* start Record extracts *
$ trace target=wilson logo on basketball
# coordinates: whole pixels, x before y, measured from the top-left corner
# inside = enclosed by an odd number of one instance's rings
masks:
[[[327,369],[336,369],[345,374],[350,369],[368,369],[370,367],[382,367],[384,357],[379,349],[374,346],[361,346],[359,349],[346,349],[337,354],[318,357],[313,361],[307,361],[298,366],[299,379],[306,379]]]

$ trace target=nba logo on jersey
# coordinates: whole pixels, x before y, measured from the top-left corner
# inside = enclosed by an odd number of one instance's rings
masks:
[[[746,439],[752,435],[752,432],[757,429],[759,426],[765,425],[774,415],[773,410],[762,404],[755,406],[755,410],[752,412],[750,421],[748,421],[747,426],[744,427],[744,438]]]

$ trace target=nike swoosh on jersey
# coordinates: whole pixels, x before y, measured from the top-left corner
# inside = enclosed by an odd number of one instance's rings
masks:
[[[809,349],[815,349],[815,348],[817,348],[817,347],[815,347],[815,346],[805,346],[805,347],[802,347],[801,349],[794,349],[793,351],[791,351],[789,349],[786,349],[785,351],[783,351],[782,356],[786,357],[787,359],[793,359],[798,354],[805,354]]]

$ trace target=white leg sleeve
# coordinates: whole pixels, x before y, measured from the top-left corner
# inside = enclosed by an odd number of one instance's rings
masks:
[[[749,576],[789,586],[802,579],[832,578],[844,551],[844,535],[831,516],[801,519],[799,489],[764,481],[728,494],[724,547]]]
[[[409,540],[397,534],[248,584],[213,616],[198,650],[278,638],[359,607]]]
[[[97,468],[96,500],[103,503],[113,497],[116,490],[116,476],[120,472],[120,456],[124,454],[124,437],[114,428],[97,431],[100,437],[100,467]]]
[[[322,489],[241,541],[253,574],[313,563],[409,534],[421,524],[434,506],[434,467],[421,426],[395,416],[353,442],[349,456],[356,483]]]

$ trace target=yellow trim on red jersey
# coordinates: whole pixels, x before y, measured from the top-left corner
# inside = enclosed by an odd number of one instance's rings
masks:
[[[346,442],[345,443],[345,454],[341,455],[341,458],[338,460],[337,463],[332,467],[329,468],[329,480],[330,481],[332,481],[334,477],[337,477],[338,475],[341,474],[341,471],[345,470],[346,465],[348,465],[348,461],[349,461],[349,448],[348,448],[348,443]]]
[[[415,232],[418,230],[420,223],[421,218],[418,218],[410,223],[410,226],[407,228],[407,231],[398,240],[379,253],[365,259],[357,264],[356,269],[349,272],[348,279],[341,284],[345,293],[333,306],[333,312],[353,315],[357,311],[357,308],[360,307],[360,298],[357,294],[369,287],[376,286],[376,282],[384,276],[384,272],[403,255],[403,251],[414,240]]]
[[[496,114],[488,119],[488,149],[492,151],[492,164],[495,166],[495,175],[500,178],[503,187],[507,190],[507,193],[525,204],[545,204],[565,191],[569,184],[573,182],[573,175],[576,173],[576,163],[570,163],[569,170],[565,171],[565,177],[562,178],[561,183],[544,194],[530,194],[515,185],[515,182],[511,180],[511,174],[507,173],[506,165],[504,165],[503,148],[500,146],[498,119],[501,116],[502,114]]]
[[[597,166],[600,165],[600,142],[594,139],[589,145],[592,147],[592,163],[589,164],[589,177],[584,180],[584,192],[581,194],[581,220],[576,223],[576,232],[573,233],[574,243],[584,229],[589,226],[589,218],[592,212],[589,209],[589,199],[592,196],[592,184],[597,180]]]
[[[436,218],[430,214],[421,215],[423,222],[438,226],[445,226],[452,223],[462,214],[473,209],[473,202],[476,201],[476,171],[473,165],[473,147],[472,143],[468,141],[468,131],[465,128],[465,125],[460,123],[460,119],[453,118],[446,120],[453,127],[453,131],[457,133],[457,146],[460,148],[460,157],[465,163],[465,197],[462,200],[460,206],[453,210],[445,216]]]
* end Record extracts *
To do.
Return each line of the data above that contains the word "trace", copied in full.

Answer in full.
$ trace target=wilson logo on basketball
$ trace target=nba logo on jersey
$ trace target=nike swoosh on jersey
$ trace target=white leg sleeve
$ trace target=yellow trim on red jersey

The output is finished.